Supplied data —
▼

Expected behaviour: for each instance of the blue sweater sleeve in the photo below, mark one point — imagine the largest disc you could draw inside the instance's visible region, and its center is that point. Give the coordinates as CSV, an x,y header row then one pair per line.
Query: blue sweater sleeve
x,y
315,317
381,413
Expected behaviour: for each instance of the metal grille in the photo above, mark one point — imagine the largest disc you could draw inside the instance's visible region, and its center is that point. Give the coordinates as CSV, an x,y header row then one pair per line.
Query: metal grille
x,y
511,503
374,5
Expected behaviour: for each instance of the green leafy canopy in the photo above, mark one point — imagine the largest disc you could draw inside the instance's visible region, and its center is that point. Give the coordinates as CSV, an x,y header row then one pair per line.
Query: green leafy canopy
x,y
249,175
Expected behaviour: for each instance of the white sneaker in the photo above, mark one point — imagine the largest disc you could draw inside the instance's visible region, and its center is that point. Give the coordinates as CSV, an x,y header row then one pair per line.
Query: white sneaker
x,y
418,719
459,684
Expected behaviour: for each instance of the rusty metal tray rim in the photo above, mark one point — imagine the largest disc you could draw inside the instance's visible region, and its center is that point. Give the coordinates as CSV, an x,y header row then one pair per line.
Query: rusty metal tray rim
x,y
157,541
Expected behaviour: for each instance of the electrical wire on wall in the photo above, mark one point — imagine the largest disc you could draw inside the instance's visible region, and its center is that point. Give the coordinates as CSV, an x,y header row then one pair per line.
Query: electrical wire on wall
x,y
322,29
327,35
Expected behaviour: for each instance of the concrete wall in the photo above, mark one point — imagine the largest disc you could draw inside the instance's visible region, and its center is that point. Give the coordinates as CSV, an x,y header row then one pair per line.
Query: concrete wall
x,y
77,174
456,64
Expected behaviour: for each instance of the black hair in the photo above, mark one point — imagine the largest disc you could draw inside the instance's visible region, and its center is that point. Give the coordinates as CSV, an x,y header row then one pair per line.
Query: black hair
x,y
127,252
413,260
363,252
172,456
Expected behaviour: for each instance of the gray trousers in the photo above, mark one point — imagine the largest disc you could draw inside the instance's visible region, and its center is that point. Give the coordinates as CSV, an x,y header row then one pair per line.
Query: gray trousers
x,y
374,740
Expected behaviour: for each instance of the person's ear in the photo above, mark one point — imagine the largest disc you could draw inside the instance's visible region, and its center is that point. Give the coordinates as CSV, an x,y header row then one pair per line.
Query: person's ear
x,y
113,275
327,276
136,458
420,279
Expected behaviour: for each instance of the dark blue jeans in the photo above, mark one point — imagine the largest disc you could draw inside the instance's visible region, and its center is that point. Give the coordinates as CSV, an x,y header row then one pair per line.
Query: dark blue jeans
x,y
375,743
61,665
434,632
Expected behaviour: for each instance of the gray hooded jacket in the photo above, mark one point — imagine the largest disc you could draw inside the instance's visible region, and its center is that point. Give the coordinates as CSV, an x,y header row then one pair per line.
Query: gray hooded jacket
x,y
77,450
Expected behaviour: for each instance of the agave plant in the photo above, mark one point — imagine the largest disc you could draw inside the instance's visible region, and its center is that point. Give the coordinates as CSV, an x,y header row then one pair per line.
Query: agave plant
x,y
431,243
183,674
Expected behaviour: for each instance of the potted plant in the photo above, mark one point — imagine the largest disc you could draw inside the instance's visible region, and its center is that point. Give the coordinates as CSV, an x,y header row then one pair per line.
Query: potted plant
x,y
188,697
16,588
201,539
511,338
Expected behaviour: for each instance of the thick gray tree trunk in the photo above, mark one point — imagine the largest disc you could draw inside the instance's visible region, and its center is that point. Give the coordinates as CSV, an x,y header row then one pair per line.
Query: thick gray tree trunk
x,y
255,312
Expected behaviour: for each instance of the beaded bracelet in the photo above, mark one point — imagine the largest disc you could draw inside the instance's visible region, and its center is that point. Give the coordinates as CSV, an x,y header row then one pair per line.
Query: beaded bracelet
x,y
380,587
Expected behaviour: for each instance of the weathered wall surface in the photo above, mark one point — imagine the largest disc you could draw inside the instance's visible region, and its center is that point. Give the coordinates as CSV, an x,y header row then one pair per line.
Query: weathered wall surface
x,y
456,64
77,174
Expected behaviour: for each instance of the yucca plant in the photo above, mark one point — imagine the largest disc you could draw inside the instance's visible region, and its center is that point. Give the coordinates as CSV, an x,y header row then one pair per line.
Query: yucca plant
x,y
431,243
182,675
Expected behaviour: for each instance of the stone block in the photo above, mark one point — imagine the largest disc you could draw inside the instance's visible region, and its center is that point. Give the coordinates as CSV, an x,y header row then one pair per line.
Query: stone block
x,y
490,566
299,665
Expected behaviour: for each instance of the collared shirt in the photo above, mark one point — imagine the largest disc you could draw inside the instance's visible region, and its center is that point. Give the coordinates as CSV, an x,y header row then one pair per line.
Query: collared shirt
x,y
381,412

▲

Work required — Give back every entry, unchanged in any way.

Output —
Expected behaviour: for each instance of the blue sweater sleeve in the photo below, mark one point — imagine the largest disc you could draw inside the instance's visible region, and its center is that point. Give the coordinates as CSV, an x,y header row then one pair per line.
Query: blue sweater sleeve
x,y
315,317
381,413
Expected behaviour: for each instance of the metal grille in the photo above, mark one point — imagine the largest disc you could draw inside the instance's visible region, and its center is that point. Give the coordinates as CSV, an x,y header row then one pair per line.
Query: metal grille
x,y
511,503
374,5
Expected behaviour: for each instance of the green leafy canopy in the photo above, mark one point — imagine the largest disc you could draw inside the instance's visible region, and its center is that point. Give the coordinates as CSV, an x,y header row then one pair per line.
Query: green leafy canopy
x,y
249,175
Expected behaviour: for each instance of the white sneaker in the photo above, mark one point — imagine the largest disc you could draw inside the instance's visible region, and its center is that point. Give the coordinates as CSV, an x,y header row then one pair per line.
Query: white sneaker
x,y
418,719
459,684
Expected behaviour: for each instance of the rusty metal tray rim in the photo above, mark one point — imagine the largest disc you could draw inside the instance's visible region, and its center is that point. Give the coordinates as CSV, an x,y header row then one pair per line.
Query: rusty metal tray rim
x,y
157,541
Expected behaviour: for each instance of the electrical wire on wall in the photo above, mark one point — imagine the largest disc you could draw inside the instance's visible region, and its center is that point. Give the coordinates as CSV, an x,y header row then one pair per line.
Query: electrical wire on wall
x,y
322,29
327,35
Expected behaviour: for each instance of the concrete wall in the photo above, mark one point — imagine the largest disc you could draw inside the instance's visible region, and its center is that point. Give the coordinates as CSV, an x,y header row then one pair per line.
Query: concrete wall
x,y
77,174
456,64
Expected behaviour: for each instance of the black hair in the photo above, mark one point — imagine the largest disc you could draw inside the instance's visible region, and its center is that point. Give the coordinates as CSV, an x,y header row then one pair per line.
Query: black hair
x,y
127,252
413,260
363,252
172,456
Expected behaviour: for each instance of the gray trousers in the photo above, mark one point — imagine the largest disc you could draw inside the instance's visible region, and its center is that point. Give the coordinates as CSV, an x,y header row then one pair per line.
Query: gray trousers
x,y
374,740
Expected behaviour: for each instance of the person's ear in the photo above, mark one point — imagine the largest disc you could draw inside the instance's visible region, and its center is that point. Give the coordinates as CSV, an x,y header row then one pair per line.
Query: person's ear
x,y
113,275
327,276
136,458
420,279
Expected behaviour: for each instance of the dark blue jeans in the photo above, mark one point — imagine the largest disc you could draw inside the instance's visible region, and its center is that point. Give the coordinates as CSV, an x,y header row then one pair per line.
Query: dark blue jeans
x,y
375,743
61,665
434,632
Expected behaviour: for each instance of the gray hooded jacket in the photo above, mark one point — imagine the largest disc you could draw inside the instance's visible region, and its center is that point. Give the coordinates as CSV, an x,y header row then one pair per line.
Query: gray hooded jacket
x,y
77,450
Expected behaviour: for each instance of the agave plant in the photo above, mark one point — imagine the largest disc you could draw inside the instance's visible region, and its center is that point. Give the coordinates as CSV, an x,y header row then one pair per line.
Query: agave plant
x,y
431,243
183,674
Expected behaviour: for each instance of the potted plant in the photo above, mark one point — imagine the largest disc you could draw inside the instance's visible region, and its center is that point. Give the coordinates as CSV, an x,y header row then one pair per line.
Query: potted plant
x,y
188,697
16,588
201,539
511,338
Expected behaviour: for each instance of the thick gray tree trunk in the photo above, mark one point — imagine the largest disc you could draw inside the instance's visible region, and its center is that point. Give the coordinates as CSV, an x,y header row then one pair per line.
Query: thick gray tree trunk
x,y
255,312
Expected behaviour: for each instance of the beaded bracelet in the photo above, mark one point — imagine the largest disc you could draw inside the instance's visible region, and its center is that point. Give the coordinates as CSV, an x,y header row then one pair per line.
Query: beaded bracelet
x,y
380,587
Expected behaviour: for each instance of the weathered wall surface in the photo above, mark one point — imagine the largest disc you could draw inside the instance's visible region, and its center is that point. Give the coordinates as CSV, an x,y header row then one pair per line.
Query: weathered wall surface
x,y
456,64
77,174
Expected behaviour: for each instance of the yucca plant in the photo above, mark one point — imagine the largest disc you could draw inside the instance's visible region, and its center is that point. Give the coordinates as CSV, an x,y header row then one pair per line.
Query: yucca plant
x,y
431,243
182,675
Expected behaviour: for each instance of the stone block in the photo above, mark one point — imagine the largest disc you could draw inside the instance's visible region, and its center is that point. Give the coordinates as CSV, an x,y header row then one pair per line.
Query: stone block
x,y
490,566
299,665
Expected behaviour: for each instance of the collared shirt in the photo above, mark one point — imagine the largest disc you could draw inside the instance's visible region, and its center is that point. Give the coordinates as CSV, an x,y header row then one pair per line.
Query: collared shirt
x,y
381,412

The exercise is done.